### Document segment ###

Gastroscopy - EGD

What is Gastroscopy?

Gastroscopy is a test done to examine the inside of the stomach.
The formal name of the procedure is esophagogastroduodenoscopy [EGD].

In other words, the procedure involves looking at the esophagus, stomach, and part of the small intestine (duodenum) with a long, slender tube passed through the mouth.

What Happens During the Procedure?

An intravenous (IV) will be started in your arm. Just before and during the procedure the nurse anesthetist will carefully monitor you and give you medication which will keep you pain free and unaware during the EGD.

The doctor will insert the gastroscope through your mouth and examine your esophagus, stomach, and duodenum. If there are any areas which are abnormal, small pieces of tissue may be taken for examination by a pathologist (biopsies). Certain conditions may also be treated through the gastroscope. Small growths may be removed. Small bleeding sites may also be burned by electrocautery or laser to stop bleeding. A special type of bleeding which occurs in patients with severe liver disease may be treated by either Banding or injecting medicine into large veins which are causing the bleeding. This is called "sclerotherapy". If the esophagus or the outlet of the stomach is narrowed, it can be stretched open with a balloon or a tapered plastic tube.
In general, this examination is very brief and takes perhaps 10 to 15 minutes. Because medication is given, the procedure is painless. Many people are totally unaware that the procedure has been done.

After the Procedure

You will be observed for about 30 minutes before going home. You will not be allowed to drive for the rest of the day.

Following the gastroscopy, the doctor will talk with you and your family and give them a preliminary report of the test findings. A follow-up visit may also be scheduled so the test results can be explained to you when you are fully awake.

Risks

The examination is very safe and the risk of complications is extremely low. The major risks of the procedure are: reaction to medications, which might take the form of either an allergic reaction or difficulty in breathing; bleeding, which might occur after a biopsy is taken; or perforation, creating a tear in the gut. Serious complications are quite rare. A mild sore throat may occur. Medications given through the IV may cause irritation of the vein. We continuously monitor blood pressure, pulse, and oxygen levels during the procedure to minimize the risk of any complications related to sedation.

Is There Any Alternative to Gastroscopy?

Gastroscopy is the best test available to diagnose (and, sometimes treat) abnormalities of the esophagus, stomach and duodenum. An X-ray test called an upper GI series can also detect some abnormalities of these organs, but generally gastroscopy is better at detecting problems.
Only gastroscopy allows taking biopsies to diagnose infection with Helicobacter or other organisms, or to look for abnormal cells or tumors, treatment of bleeding sites, or stretching of narrowed portions of the upper digestive tract.

Preparation

If your procedure is scheduled in the morning, you are not to eat, drink, or chew anything after midnight until your procedure is completed. On the day of your procedure, important medications (such as those for high blood pressure or heart disease) should be taken with a small amount of clear liquid early in the morning, at least 3 hours before the procedure. Other medications can be taken after the procedure.

If your procedure is scheduled after noon, you may have one cup of clear liquids of your choice in the early morning and then nothing to eat, drink or chew until after your procedure is completed. You may take your regular prescription medications in the early morning.

If you are a diabetic or on Coumadin, you will be given specific instructions regarding these medications. Please let your doctor know if there is any chance you might be pregnant at the time of any procedure.

### Information ###

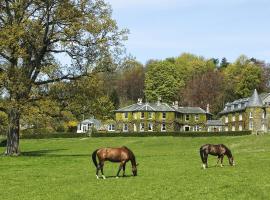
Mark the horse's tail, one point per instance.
(131, 155)
(202, 154)
(94, 155)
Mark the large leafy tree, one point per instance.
(34, 34)
(162, 80)
(242, 77)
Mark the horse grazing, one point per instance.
(121, 154)
(218, 150)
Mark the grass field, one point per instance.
(169, 168)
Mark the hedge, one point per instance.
(53, 135)
(175, 134)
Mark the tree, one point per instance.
(115, 99)
(34, 34)
(241, 78)
(224, 63)
(130, 84)
(162, 80)
(207, 88)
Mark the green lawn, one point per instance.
(170, 168)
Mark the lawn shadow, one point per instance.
(114, 177)
(50, 153)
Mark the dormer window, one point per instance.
(126, 115)
(163, 115)
(240, 117)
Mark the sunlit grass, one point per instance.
(169, 168)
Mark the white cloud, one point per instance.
(163, 4)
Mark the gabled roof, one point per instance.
(191, 110)
(214, 123)
(255, 100)
(153, 107)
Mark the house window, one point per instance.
(111, 127)
(150, 127)
(125, 115)
(263, 127)
(163, 115)
(263, 115)
(135, 127)
(186, 128)
(89, 126)
(250, 125)
(141, 127)
(240, 128)
(125, 128)
(196, 128)
(240, 117)
(163, 127)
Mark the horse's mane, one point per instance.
(228, 151)
(131, 154)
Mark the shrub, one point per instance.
(175, 134)
(53, 135)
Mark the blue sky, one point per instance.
(209, 28)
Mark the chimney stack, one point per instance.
(176, 104)
(159, 100)
(139, 101)
(207, 108)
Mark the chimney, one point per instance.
(159, 100)
(207, 108)
(175, 104)
(139, 101)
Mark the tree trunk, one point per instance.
(13, 132)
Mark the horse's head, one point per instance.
(231, 161)
(134, 169)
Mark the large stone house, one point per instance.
(159, 117)
(247, 114)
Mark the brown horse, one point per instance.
(218, 150)
(122, 155)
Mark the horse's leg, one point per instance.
(221, 161)
(120, 167)
(206, 163)
(218, 160)
(101, 169)
(97, 172)
(124, 168)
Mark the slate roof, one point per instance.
(91, 121)
(254, 101)
(161, 107)
(214, 123)
(152, 107)
(191, 110)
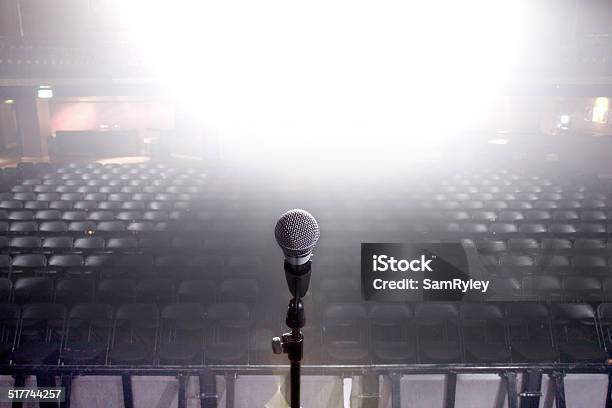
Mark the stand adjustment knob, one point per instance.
(277, 345)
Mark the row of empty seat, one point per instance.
(185, 333)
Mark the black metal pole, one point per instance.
(295, 384)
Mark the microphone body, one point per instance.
(298, 278)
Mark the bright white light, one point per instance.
(601, 106)
(499, 141)
(334, 77)
(45, 93)
(564, 119)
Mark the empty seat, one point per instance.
(590, 246)
(484, 334)
(438, 333)
(590, 264)
(36, 289)
(504, 289)
(53, 227)
(228, 333)
(241, 290)
(88, 334)
(41, 334)
(563, 229)
(542, 288)
(84, 227)
(392, 331)
(109, 205)
(555, 264)
(9, 322)
(85, 205)
(71, 291)
(516, 265)
(74, 216)
(62, 263)
(89, 244)
(101, 216)
(28, 262)
(110, 226)
(23, 227)
(202, 291)
(582, 288)
(156, 290)
(183, 329)
(576, 333)
(36, 205)
(25, 244)
(135, 334)
(115, 291)
(527, 245)
(529, 331)
(122, 243)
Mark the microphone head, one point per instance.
(297, 232)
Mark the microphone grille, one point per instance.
(296, 232)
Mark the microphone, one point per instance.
(297, 233)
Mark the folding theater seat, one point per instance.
(593, 246)
(135, 334)
(338, 289)
(85, 205)
(41, 333)
(240, 290)
(556, 245)
(99, 216)
(52, 227)
(28, 263)
(566, 216)
(128, 216)
(36, 205)
(6, 287)
(590, 265)
(523, 245)
(604, 314)
(23, 244)
(576, 333)
(110, 226)
(515, 265)
(115, 291)
(157, 216)
(94, 195)
(530, 333)
(228, 333)
(109, 205)
(392, 334)
(65, 263)
(505, 289)
(582, 288)
(183, 333)
(33, 290)
(82, 227)
(9, 323)
(154, 290)
(71, 291)
(542, 288)
(122, 244)
(438, 334)
(88, 334)
(484, 334)
(202, 291)
(11, 205)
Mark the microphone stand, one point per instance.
(292, 343)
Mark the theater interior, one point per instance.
(148, 148)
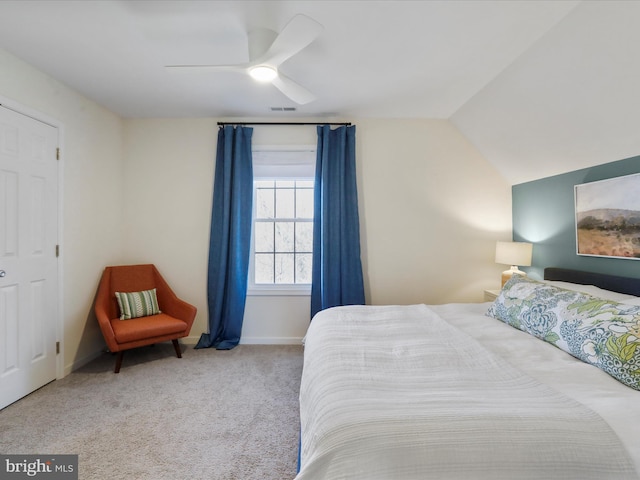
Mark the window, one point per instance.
(282, 244)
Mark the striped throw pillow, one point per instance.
(137, 304)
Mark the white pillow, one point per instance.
(596, 292)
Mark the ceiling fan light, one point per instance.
(263, 73)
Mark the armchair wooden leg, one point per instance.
(176, 345)
(119, 361)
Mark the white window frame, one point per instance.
(254, 289)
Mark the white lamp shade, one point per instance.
(514, 253)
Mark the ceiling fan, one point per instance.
(264, 62)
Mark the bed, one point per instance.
(452, 392)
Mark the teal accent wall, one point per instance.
(544, 214)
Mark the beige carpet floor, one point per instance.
(211, 415)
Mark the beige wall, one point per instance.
(91, 166)
(431, 209)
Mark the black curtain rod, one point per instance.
(348, 124)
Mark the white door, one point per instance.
(28, 257)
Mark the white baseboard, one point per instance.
(271, 341)
(191, 340)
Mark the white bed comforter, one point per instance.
(396, 392)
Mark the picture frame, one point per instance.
(608, 217)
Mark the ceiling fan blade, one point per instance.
(297, 34)
(293, 90)
(207, 68)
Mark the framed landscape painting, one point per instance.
(608, 217)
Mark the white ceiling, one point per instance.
(539, 87)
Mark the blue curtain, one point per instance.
(229, 241)
(337, 269)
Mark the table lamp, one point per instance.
(514, 254)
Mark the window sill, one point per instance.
(282, 291)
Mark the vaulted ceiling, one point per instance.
(539, 87)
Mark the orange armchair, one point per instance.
(172, 323)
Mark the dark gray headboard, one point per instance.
(626, 285)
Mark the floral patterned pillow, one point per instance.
(601, 332)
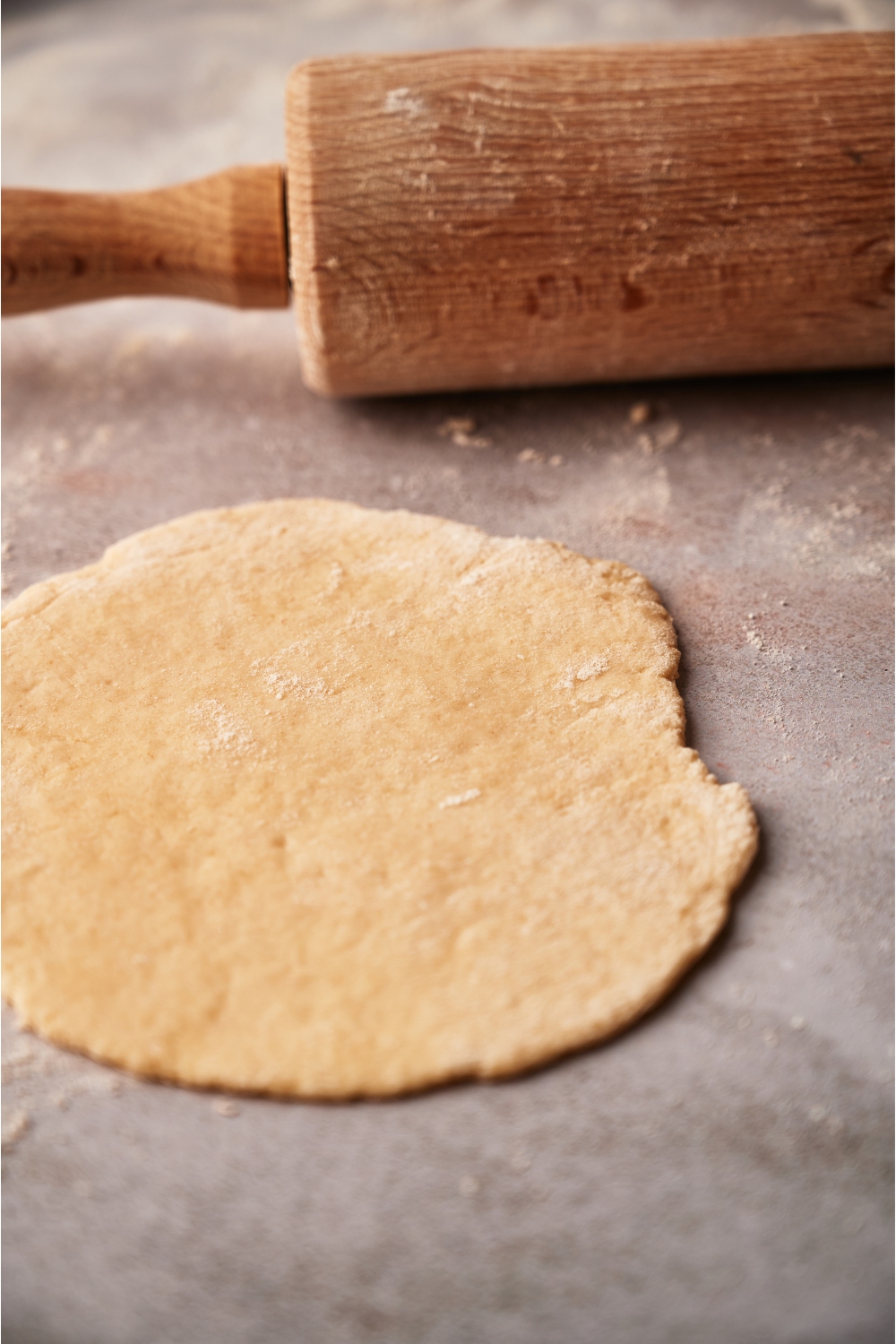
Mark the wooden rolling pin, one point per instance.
(511, 218)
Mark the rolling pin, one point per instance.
(513, 218)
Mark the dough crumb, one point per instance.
(460, 429)
(457, 798)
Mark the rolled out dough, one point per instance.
(314, 800)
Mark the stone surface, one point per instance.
(720, 1172)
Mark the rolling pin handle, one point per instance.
(220, 238)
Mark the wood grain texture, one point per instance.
(509, 218)
(220, 238)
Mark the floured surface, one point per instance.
(317, 800)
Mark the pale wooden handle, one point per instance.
(222, 238)
(508, 218)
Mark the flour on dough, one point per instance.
(316, 800)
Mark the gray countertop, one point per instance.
(720, 1171)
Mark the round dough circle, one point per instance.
(316, 800)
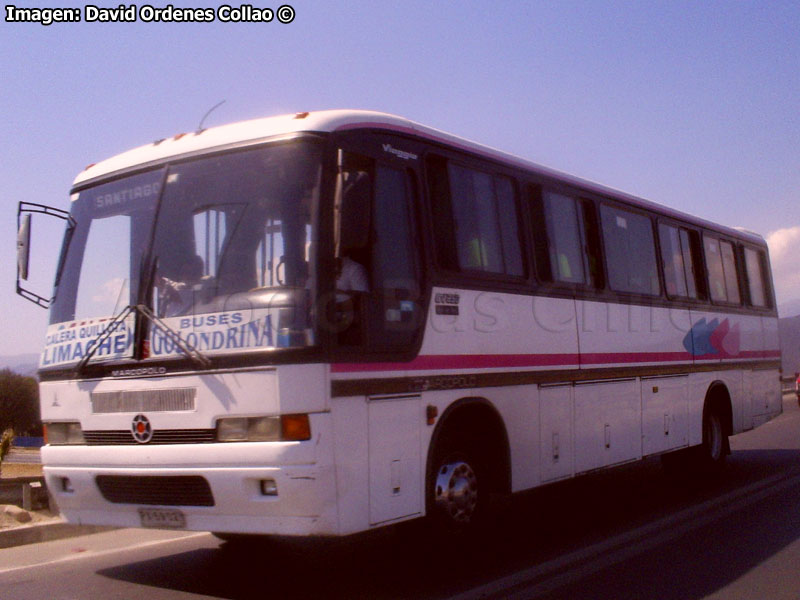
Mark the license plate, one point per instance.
(162, 518)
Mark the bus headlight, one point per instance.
(60, 434)
(264, 429)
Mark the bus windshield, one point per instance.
(219, 248)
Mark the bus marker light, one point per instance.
(269, 487)
(295, 428)
(431, 412)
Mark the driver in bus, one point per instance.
(176, 297)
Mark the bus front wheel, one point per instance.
(458, 490)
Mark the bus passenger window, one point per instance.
(731, 277)
(566, 238)
(722, 277)
(754, 263)
(481, 211)
(630, 251)
(678, 259)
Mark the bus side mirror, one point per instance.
(24, 225)
(23, 246)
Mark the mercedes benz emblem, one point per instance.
(141, 429)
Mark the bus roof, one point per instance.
(235, 134)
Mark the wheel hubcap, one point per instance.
(456, 491)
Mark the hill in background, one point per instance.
(24, 364)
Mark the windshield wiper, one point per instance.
(92, 346)
(190, 351)
(193, 353)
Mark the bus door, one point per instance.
(380, 311)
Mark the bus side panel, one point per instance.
(626, 335)
(351, 458)
(396, 487)
(608, 423)
(556, 419)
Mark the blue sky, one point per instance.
(695, 105)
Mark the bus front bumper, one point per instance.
(234, 495)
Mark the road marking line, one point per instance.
(581, 563)
(91, 554)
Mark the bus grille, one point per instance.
(170, 400)
(189, 490)
(161, 436)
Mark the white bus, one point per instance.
(324, 323)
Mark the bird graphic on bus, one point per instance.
(713, 338)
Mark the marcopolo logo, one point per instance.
(141, 429)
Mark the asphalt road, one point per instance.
(630, 533)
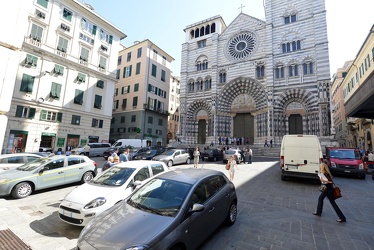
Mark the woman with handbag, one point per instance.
(328, 191)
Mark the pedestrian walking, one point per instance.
(196, 157)
(326, 179)
(232, 164)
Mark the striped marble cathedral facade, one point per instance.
(257, 79)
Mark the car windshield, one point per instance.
(160, 196)
(114, 176)
(30, 166)
(168, 152)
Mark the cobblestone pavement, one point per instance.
(273, 214)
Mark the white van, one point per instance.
(137, 143)
(300, 156)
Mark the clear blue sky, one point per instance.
(163, 21)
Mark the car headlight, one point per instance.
(141, 247)
(4, 181)
(95, 203)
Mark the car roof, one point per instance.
(136, 164)
(189, 175)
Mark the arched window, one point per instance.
(207, 29)
(213, 28)
(202, 29)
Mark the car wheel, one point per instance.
(170, 163)
(22, 190)
(87, 177)
(231, 216)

###

Please answer these questions about the gastroscopy page:
1. How long does the examination generally take?
2. How long is a patient observed before going home?
3. What X-ray test can also detect some abnormalities of the esophagus, stomach, and duodenum?
None of the material is needed here.

• Answer for the task:
1. About 10 to 15 minutes.
2. About 30 minutes.
3. An upper GI series.